▶ [Problem] Repeat verbatim the lines of the data below, beginning with the line containing "Report one point per instance of the burgundy" and continuing to the end.

Stored entries:
BEGIN

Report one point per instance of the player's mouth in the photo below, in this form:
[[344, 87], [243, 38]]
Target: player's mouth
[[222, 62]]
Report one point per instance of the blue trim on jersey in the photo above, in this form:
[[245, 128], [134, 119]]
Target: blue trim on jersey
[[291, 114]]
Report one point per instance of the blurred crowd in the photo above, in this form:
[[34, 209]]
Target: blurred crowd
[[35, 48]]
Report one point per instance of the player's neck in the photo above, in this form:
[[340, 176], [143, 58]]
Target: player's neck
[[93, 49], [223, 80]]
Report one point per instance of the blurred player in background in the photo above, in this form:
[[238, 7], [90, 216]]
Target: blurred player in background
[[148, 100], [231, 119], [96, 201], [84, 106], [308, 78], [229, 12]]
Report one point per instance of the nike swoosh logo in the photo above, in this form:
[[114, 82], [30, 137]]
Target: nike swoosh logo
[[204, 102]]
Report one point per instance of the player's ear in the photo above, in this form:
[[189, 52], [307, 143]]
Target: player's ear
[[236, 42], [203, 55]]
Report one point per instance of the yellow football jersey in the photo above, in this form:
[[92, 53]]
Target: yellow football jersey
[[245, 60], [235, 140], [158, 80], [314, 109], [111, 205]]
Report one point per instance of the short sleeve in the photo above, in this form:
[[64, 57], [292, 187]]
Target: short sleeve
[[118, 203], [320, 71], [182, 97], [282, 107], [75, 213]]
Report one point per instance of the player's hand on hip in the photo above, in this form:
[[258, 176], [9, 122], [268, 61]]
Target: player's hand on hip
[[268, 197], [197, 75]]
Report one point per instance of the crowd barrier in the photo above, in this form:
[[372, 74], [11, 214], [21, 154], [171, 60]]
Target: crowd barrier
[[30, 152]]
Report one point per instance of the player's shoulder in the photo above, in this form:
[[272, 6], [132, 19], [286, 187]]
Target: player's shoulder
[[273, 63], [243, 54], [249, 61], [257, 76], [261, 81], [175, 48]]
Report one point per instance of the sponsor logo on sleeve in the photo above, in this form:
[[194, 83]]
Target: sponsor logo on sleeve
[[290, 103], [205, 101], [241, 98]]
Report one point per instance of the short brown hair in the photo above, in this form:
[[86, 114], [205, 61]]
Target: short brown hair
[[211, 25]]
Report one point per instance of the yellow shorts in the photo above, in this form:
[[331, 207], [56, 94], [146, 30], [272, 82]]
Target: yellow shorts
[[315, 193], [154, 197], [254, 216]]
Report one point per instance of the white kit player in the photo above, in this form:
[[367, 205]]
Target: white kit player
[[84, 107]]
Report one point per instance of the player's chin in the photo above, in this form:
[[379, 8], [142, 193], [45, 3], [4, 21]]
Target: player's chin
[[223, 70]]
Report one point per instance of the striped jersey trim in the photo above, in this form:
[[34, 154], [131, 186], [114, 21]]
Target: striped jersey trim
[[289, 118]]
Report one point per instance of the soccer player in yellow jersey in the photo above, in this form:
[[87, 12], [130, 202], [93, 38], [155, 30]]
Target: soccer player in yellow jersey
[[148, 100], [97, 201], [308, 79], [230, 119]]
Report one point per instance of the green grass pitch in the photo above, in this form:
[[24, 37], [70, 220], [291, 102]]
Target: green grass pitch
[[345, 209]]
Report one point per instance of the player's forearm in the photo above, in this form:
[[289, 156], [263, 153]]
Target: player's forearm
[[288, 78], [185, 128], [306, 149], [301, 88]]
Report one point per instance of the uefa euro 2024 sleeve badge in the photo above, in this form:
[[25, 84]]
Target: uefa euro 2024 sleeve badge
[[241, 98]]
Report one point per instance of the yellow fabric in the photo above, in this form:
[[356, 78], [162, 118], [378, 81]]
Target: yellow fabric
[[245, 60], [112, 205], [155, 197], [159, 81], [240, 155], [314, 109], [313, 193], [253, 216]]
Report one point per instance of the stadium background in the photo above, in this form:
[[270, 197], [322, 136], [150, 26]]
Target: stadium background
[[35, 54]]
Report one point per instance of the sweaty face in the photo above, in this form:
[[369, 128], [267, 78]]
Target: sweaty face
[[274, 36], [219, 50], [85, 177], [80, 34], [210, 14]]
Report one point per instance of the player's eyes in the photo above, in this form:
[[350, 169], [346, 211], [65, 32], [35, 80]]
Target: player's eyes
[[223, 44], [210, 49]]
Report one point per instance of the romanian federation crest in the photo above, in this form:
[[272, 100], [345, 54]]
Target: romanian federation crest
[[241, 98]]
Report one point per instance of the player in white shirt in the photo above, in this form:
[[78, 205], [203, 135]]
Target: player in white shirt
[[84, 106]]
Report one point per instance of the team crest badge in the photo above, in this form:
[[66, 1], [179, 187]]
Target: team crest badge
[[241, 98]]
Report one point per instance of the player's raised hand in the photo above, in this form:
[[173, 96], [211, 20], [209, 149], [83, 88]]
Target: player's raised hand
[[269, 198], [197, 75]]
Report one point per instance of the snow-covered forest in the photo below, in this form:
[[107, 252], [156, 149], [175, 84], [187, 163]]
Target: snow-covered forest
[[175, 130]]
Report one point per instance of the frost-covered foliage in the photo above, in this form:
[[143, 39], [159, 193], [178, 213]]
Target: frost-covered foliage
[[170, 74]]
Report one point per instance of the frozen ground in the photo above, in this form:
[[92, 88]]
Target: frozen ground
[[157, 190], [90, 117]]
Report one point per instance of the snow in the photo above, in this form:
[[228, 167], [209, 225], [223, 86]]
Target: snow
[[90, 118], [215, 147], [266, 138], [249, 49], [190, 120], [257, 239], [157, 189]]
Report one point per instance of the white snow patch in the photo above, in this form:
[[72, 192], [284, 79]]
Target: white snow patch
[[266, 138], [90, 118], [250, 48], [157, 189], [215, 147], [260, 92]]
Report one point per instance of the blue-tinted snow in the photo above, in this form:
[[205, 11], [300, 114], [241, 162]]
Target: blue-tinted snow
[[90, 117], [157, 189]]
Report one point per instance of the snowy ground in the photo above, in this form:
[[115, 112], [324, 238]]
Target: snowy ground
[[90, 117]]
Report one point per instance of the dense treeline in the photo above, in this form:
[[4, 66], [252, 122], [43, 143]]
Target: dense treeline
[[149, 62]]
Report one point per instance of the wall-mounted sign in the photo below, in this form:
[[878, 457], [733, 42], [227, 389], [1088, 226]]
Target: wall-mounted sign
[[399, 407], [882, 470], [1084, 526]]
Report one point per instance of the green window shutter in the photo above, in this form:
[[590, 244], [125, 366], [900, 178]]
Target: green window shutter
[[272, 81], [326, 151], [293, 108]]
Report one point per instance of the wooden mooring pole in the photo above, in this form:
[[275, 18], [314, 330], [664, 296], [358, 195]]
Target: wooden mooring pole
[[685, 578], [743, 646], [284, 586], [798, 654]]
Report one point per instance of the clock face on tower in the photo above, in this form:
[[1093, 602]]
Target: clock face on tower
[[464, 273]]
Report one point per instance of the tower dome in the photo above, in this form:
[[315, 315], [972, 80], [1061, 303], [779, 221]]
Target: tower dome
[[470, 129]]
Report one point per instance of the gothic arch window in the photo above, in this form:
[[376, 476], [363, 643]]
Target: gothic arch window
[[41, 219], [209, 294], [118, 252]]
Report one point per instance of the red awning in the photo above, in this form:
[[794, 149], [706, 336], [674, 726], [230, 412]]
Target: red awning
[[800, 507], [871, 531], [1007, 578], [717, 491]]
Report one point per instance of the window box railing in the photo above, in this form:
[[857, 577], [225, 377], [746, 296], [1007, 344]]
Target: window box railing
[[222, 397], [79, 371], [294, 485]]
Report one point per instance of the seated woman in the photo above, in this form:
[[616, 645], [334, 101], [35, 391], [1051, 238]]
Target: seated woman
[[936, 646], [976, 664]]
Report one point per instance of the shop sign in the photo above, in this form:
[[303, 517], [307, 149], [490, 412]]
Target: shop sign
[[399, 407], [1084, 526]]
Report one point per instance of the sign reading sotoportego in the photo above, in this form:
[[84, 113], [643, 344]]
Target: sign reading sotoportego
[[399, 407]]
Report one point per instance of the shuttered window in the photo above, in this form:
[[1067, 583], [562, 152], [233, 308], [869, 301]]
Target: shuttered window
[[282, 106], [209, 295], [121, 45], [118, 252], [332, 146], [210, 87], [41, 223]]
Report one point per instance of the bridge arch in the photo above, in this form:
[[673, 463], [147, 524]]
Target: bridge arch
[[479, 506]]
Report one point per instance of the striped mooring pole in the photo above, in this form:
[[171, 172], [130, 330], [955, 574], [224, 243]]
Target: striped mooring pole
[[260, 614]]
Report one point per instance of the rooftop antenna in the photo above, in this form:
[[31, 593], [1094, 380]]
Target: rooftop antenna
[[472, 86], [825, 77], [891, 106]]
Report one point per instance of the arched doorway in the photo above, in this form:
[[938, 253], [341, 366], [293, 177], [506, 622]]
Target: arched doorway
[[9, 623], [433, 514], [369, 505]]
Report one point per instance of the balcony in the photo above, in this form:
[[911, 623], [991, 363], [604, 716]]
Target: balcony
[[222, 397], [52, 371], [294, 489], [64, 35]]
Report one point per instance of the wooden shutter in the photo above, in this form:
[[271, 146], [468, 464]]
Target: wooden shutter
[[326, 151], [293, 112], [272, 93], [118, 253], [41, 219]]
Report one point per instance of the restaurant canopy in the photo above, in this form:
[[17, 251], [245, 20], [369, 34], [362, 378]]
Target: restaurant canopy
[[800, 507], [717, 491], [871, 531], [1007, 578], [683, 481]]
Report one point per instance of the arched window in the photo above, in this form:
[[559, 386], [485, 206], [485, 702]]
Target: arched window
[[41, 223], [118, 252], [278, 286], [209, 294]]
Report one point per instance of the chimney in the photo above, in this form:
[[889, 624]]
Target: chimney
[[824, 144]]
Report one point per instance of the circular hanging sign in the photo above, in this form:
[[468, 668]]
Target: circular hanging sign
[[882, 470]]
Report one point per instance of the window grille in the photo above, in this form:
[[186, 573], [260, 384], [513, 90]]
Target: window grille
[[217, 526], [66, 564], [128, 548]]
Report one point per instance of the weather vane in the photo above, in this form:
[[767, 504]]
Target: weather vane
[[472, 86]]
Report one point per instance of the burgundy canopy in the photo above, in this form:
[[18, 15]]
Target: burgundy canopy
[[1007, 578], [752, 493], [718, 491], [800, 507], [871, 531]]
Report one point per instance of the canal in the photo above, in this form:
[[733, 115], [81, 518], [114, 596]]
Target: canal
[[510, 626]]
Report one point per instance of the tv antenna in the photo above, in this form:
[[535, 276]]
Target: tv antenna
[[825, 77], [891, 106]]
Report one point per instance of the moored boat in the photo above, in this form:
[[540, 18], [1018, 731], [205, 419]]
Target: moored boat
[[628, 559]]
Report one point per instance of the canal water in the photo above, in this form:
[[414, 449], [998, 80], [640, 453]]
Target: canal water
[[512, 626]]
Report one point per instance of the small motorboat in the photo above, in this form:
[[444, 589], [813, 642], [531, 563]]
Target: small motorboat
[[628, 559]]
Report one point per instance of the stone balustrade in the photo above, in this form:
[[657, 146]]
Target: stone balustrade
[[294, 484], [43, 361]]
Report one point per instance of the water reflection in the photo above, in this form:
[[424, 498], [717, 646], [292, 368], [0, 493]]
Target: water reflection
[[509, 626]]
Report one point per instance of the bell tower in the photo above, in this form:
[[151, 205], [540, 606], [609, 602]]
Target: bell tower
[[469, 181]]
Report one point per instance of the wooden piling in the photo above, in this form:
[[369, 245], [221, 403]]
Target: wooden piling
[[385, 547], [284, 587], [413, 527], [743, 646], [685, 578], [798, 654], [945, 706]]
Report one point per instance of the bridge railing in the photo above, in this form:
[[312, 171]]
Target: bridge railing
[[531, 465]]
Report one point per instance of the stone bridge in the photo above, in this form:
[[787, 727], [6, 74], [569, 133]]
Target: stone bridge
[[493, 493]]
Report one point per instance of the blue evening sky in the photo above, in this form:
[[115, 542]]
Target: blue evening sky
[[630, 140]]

END

▶ [Written response]
Report one point per instance of the burgundy canopy in the photo above, in this form:
[[18, 15]]
Target: burgundy canopy
[[1007, 578], [752, 493], [718, 491], [800, 507], [871, 531]]
Report one point per instance of the canal in the photo above, in this form:
[[733, 115], [81, 518], [114, 596]]
Target: canal
[[510, 626]]
Report one point per instance of the tv antenna in the photo above, in this form:
[[535, 276]]
Target: tv antenna
[[825, 77], [891, 106]]
Report one point per instance of the moored boat in the photo above, in this form:
[[540, 18], [1018, 731], [205, 419]]
Target: moored boat
[[628, 559]]
Report one point per instance of the canal water in the photo above, in this form:
[[414, 449], [998, 80], [640, 453]]
Target: canal water
[[512, 626]]
Report one point per instance of the small motorboat in the photo above, in this form:
[[444, 589], [813, 642], [531, 563]]
Target: small motorboat
[[628, 559]]
Report one point per instance of the stone balustrade in the photo above, in this form:
[[657, 146]]
Target: stone balustrade
[[294, 484], [43, 361]]
Report one point per instance of the water reflection in the photo above, in this form:
[[424, 498], [717, 646], [292, 368], [0, 493]]
Target: water reflection
[[509, 626]]
Report one point per instance of the bell tower in the photo above, in this form:
[[151, 205], [540, 606], [609, 602]]
Target: bell tower
[[469, 181]]
Report one point per instance of the wooden piling in the photo above, in this form:
[[369, 245], [221, 403]]
Target: wooden piling
[[385, 547], [284, 587], [413, 527], [743, 646], [685, 578], [798, 654], [945, 706]]
Report one point per instance of the bridge railing in the photo above, in this form:
[[312, 171]]
Target: bridge railing
[[531, 465]]
Report one point per instance of the stone bridge in the photo above, in this form:
[[787, 727], [6, 74], [569, 133]]
Target: stone bridge
[[493, 493]]
Report one point per instance of the blue evening sky in the photo above, in this form:
[[115, 542]]
Target: blue evening sky
[[630, 140]]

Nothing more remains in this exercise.